*WHAT THE EXERCISE ASKS*
Retrieve each line that contains the word "window" from the entries below.

*Collected data*
######
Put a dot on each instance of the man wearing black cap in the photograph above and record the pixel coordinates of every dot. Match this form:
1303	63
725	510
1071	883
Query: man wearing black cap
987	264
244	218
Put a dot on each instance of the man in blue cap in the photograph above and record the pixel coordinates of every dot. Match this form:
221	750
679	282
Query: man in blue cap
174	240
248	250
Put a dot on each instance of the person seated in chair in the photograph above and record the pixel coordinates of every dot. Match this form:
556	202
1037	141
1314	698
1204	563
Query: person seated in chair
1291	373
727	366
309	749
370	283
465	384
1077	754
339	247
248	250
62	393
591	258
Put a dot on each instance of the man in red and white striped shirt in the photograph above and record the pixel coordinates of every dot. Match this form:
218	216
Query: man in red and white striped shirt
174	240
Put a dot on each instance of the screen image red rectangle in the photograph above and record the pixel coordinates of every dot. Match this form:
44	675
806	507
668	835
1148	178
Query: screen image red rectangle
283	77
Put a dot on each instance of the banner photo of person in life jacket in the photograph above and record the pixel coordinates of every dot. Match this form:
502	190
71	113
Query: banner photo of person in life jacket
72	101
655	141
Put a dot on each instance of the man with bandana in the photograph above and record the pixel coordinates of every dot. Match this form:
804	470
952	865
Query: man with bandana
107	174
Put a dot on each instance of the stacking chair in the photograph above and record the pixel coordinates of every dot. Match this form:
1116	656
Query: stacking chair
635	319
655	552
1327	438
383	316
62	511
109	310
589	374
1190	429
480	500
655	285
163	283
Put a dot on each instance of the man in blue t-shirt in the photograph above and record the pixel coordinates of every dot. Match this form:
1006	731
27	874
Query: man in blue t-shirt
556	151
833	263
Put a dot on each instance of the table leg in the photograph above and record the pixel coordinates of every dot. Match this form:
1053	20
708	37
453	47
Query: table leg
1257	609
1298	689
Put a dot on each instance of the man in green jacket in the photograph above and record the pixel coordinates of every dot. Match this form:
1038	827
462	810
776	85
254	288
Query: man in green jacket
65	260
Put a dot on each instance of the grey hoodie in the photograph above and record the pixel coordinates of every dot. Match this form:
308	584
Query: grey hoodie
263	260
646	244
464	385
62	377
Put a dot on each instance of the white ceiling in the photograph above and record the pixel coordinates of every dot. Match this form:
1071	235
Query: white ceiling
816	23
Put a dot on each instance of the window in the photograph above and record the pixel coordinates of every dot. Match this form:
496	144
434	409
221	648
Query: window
######
*SOLUTION BELOW*
Put a dot on each instance of the window in the photograph above and record the pixel coordinates of every dot. Match this form:
Query: window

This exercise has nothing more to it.